___ ФРАГМЕНТ ТЕКСТА ___
Вернадский покинул Боровое вместе с другими академиками в конце августа
1943 года. Войдя в вагон, он устроился у окна и только на ночь поневоле
отходил от него. Кинематографическая смена пейзажей, станций, селений и
людей помогла смирить нетерпение, с которым все ждали Москву.
На шестой день Вернадский был дома. Он не нашел перемен в своем
кабинете, не увидел следов бомбардировок на улицах, но шофер свозил
Владимира Ивановича в район вокзалов и показал четырехэтажную коробку
разбитого бомбой жилого дома. Не было ни окон, ни перекрытий, но в одном
углу, образуемом двумя целыми стенами, остался кусок пола, на котором
удержалась кровать с подушками и кружевными накидками.
В машине Владимир Иванович уже спрашивал у заместителя, можно ли вести
экспериментальную работу, выходят ли журналы, где можно напечатать
"Ноосферу".
-- Быть может, и даже наверное, последний мой мемуар, -- прибавил он
спокойно.
Свежесть мысли, с которой Владимир Иванович вновь обратился к занятиям,
не обманывала его. Она свидетельствовала о цефализации, о психозойской эре
человечества, а вовсе не о здоровье. С каждым днем уменьшались силы, слабело
зрение. Владимир Иванович еще совершал свои утренние прогулки, но уже
сопровождаемый кем-нибудь из близких людей.
___
УСЛОВИЕ ЗАДАНИЯ.
Продолжите рассказ о возвращении Вернадского в Москву, начав сразу после его последней фразы. Строки для этого не понадобятся.
___ ВЫБОРКА СТРОК ___
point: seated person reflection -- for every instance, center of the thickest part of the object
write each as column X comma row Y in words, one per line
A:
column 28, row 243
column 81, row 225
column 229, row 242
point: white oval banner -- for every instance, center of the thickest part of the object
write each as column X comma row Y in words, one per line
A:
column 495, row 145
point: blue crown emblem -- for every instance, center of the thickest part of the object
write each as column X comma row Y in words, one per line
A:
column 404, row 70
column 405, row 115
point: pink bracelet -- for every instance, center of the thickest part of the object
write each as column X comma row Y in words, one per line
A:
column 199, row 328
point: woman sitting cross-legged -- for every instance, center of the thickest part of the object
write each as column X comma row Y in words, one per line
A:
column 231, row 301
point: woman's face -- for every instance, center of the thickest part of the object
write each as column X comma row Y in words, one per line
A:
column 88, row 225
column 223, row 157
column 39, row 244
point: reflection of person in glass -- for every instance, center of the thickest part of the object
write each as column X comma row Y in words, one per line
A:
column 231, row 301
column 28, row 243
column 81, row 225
___
ГОТОВОЕ РЕШЕНИЕ.
Летом 1944 года он прожил несколько недель в "Узком", работая над
книгой, которую называл "главной своей книгой", "делом всей жизни" *. Но
книга, по признанию Владимира Ивановича, "мало подвигалась вперед". В
"Узком" без Натальи Егоровны работа не шла, мысли возвращались к последним
дням общей жизни и к собственной судьбе.
* "Химическое строение биосферы и ее окружение". Целиком книгу В. И.
Вернадский закончить не успел. Подготовленные к печати части книги
издательство "Наука" выпустило в 1965 году.
Перед эвакуацией, в том же "Узком", Владимир Иванович получил известие
о смерти Гревса, старейшего по братству друга. Он жил в Москве и хотел
непременно приехать, чтобы повидаться, но встреча не состоялась.
Владимир Иванович остро перенес тогда эту смерть.
"Мысль об Иване все время, -- писал он в дневнике, -- последний и самый
старый по возрасту из нашего братства ушел, полный сил умственных".
Возвратившись из "Узкого", Владимир Иванович все еще соблюдал свой
порядок жизни, но в начале декабря случилось воспаление легких. Входивший
тогда в употребление сульфидин спас ему жизнь, но силы возвращались
медленно. Ему было запрещено выходить дальше спальной комнаты, служившей
теперь и кабинетом. Посетители к нему почти не допускались.
С первых дней возвращения из Борового установился обычай обязательно
встречаться с Александром Павловичем Виноградовым по субботам или
воскресеньям. В воскресенье, 24 декабря, Александр Павлович, как обычно,
зашел днем. Владимир Иванович в халате сидел за столом и читал газету. На
первый вопрос гостя о самочувствии он отвечал:
-- Чувствую себя хорошо... -- Но тут же добавил: -- По-стариковски
хорошо
В тот день появились сообщения о зверствах фашистских войск во Львове.
Владимир Иванович, прерывая разговор о своем здоровье, еще не усевшись на
место, заговорил взволнованно и гневно:
-- Во что обратилась Германия! Какой ужас и позор! Вы читали все это?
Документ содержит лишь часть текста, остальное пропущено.